EXERCISE :: Reproduce the material below, swapping "green banana" for "yellow lemon" and changing nothing else.

INPUT FOR THIS TASK ::
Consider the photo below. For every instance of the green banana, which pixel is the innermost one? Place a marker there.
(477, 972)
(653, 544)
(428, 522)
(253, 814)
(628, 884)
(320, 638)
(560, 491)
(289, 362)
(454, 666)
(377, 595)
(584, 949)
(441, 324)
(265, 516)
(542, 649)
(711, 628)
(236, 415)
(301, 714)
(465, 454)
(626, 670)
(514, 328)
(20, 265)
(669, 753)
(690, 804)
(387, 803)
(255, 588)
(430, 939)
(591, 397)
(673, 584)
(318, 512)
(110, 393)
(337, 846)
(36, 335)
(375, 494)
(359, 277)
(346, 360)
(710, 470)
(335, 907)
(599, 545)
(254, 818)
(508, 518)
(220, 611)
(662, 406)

FINISHED TASK ::
Consider the photo below. For every instance of the yellow lemon, which pixel is the innermost one? Place a marker there.
(477, 972)
(653, 544)
(428, 522)
(253, 814)
(628, 884)
(320, 638)
(560, 491)
(289, 362)
(454, 666)
(377, 595)
(584, 949)
(441, 324)
(265, 516)
(542, 649)
(711, 628)
(236, 415)
(301, 714)
(465, 454)
(626, 670)
(514, 328)
(20, 265)
(669, 753)
(690, 804)
(387, 803)
(255, 588)
(430, 939)
(591, 397)
(673, 584)
(318, 512)
(110, 393)
(337, 846)
(36, 335)
(375, 494)
(359, 277)
(346, 360)
(710, 470)
(335, 907)
(599, 545)
(254, 818)
(508, 518)
(220, 611)
(662, 406)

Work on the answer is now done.